* [Exercise instructions]
**a.** In the forum thread about cyclocross tire widths, what width does the reply give for a regular cross tire?
**b.** From the cyclocross tire thread, copy word for word the part that opens with the words containing "## wunlap togo" and closes with "when riding offroad.".

------ Passage given

# cx tire options: 23mm, 25mm, or 26mm?



## TrailNut (May 11, 2004)

*'cross tire options: 23mm, 25mm, or 26mm?*

are there any "decent" 'cross 700c tire options in: 23mm, 25mm, or 26mm? that can be used to climb dirt hills with? in mud?


----------



## wunlap togo (Oct 1, 2004)

TrailNut said:


> are there any "decent" cx 700c tire options in: 23mm, 25mm, or 26mm? that can be used to climb dirt hills with? in mud?


A tire that small would not be useful for offroad use. Vittoria makes a 27mm tire that will just fit on some road bikes (I can only imagine that this is what you're trying to do here...). It is quite small, and must be run at very high pressures to avoid pinch flats. This also goes for any small sized clicher "cx" tire- although they may have knobs they don't function well offroad because they must be run very hard and therefore provide none of the suspension, cornering and traction advantages of a regular cross tire (30mm+). Furthermore, even if the tire will fit in the fork/frame/brake the clearance will be very tight and you'll be amazed at how much mud, small stones, etc. can get pulled in there when riding offroad.

------------
------ Records

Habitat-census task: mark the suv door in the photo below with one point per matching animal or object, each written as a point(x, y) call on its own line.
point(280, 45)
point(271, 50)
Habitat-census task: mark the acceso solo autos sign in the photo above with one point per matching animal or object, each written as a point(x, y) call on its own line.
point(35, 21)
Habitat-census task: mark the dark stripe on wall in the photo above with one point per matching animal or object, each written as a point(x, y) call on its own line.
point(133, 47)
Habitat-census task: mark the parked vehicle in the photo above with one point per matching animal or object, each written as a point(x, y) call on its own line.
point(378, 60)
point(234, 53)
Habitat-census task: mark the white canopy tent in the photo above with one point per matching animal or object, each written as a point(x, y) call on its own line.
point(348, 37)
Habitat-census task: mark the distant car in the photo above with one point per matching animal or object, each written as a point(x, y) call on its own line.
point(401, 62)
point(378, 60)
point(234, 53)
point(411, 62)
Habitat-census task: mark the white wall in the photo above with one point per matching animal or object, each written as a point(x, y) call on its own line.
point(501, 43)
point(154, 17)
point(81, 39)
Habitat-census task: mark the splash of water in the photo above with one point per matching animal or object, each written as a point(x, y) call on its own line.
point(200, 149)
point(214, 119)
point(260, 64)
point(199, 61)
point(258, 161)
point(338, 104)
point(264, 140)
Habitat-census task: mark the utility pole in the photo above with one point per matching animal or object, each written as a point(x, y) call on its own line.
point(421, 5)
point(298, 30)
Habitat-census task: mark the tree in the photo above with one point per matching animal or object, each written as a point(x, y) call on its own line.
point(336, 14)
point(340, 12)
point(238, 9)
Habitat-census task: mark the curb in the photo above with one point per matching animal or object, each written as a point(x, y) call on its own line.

------------

* [Answers to the tasks]
**a.** 30mm or wider (30mm+).

**b.**
## wunlap togo (Oct 1, 2004)

TrailNut said:


> are there any "decent" cx 700c tire options in: 23mm, 25mm, or 26mm? that can be used to climb dirt hills with? in mud?


A tire that small would not be useful for offroad use. Vittoria makes a 27mm tire that will just fit on some road bikes (I can only imagine that this is what you're trying to do here...). It is quite small, and must be run at very high pressures to avoid pinch flats. This also goes for any small sized clicher "cx" tire- although they may have knobs they don't function well offroad because they must be run very hard and therefore provide none of the suspension, cornering and traction advantages of a regular cross tire (30mm+). Furthermore, even if the tire will fit in the fork/frame/brake the clearance will be very tight and you'll be amazed at how much mud, small stones, etc. can get pulled in there when riding offroad.